PROVIDED PASSAGE:

__________________________________________________

Micaiah: I would advise you not to play with fire. If that sounds condescending, well it probably is, but I would freely admit that I am not fully qualified to answer both your questions and KerrMetric's. But let's give a shot at yours.
1. When a page is photocopied?
Well, for starters it depends on what definition of information you use. From an information-theoretic point of view, there is twice the amount of information since whatever coding system is used twice the amount of bits are required to transmit it. From a human-philosophical point of view, there is the same amount of information, obviously.
Since you have not identified how you wish to measure information, you cannot tell me that I am wrong.
But to take a biological analogy (since it is obvious that you wish to draw inferences to polyploidy speciation) whether or not a polyploidy mutation increases information, it demonstrably changes the biological makeup of the plant which undergoes it, by virtue of the fact that a speciation event occurs. Thus whether or not there has been information change, there has been biological change, and precisely the type evolution needs.
question 2: does evolution require an increase in genetic information? Probably by any definition of genetic information yes. But you will have to show, in turn, that it is impossible for spontaneous events such as mutations to add information to the genome, as well as what exactly you mean by information, if you want to infer that it is impossible for mutations to drive evolution.

__________________________________________________

SUPPLIED DATA:
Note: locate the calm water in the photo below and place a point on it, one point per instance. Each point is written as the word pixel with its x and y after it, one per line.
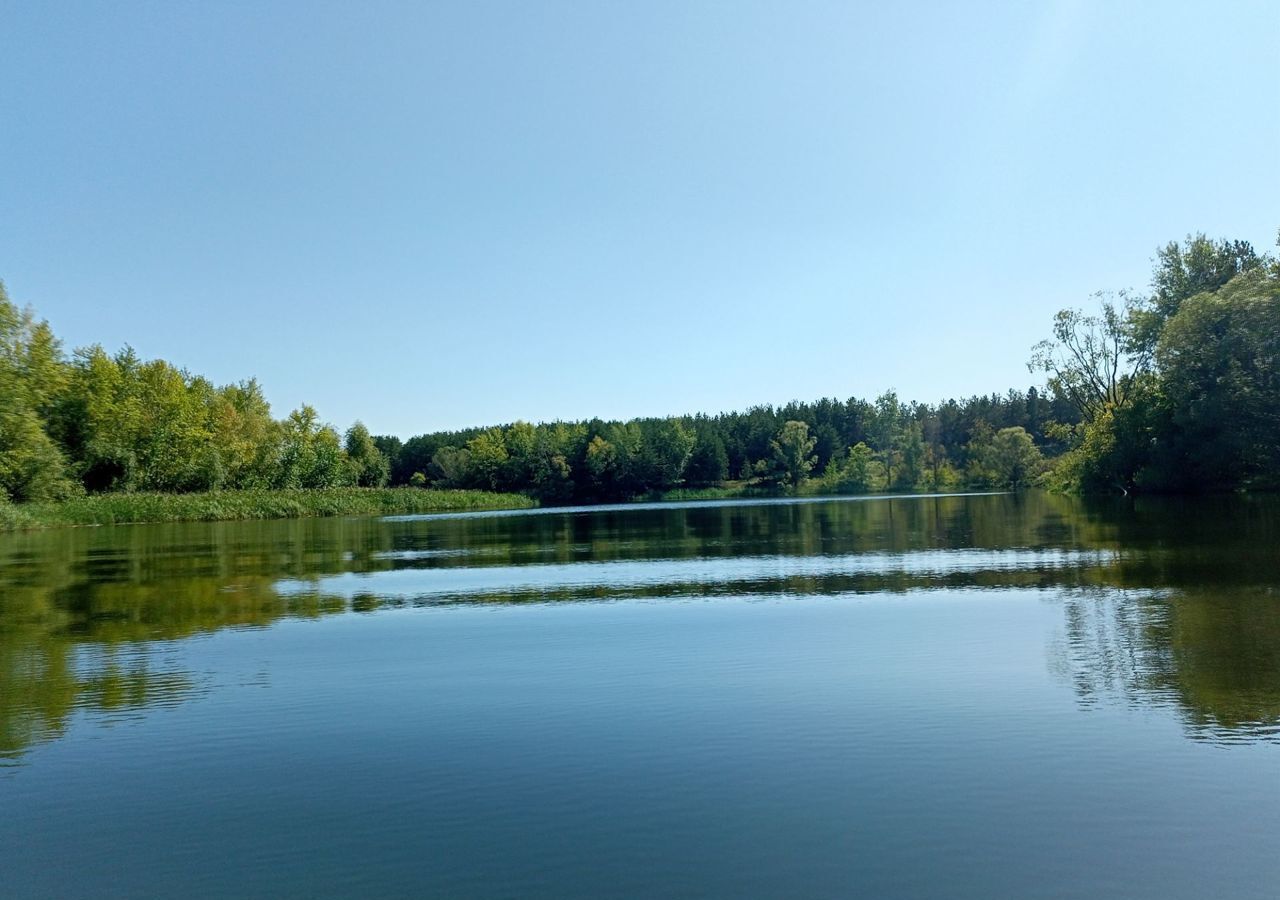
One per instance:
pixel 963 697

__________________________________________________

SET OF TASKS:
**A.** In the post on information and evolution, how much information does a photocopied page hold from an information-theoretic point of view?
**B.** Carry on with the post on information and evolution from its last sentence.
The lines above were taken from another source.

RESPONSE LIST:
**A.** Twice the amount, since twice as many bits are required to transmit it.

**B.**
Question 3? Nylon bug. Looking at your five criteria for information content in enzymes:
Substrate specificity: the nylon hydrolyzing enzyme shows no activity on homologous substrates. It is specific and represents an increase in information (no enzyme specific to nylon -> an enzyme specific to nylon)
Catalytic activity: AFAIK there are no natural enzymes that act on nylon. So from no catalytic activity -> any amount of catalytic activity represents an information increase.
3, 4, 5: honestly I'm not too sure, both in what you mean (for 3 and 5) and how the nylon bug would fare (for all) For 3 and 5 can you describe examples - what would a protein with low info content under 3 look like, and high info content? Ditto 5? I'm guessing the nylon bug will still count as an increase.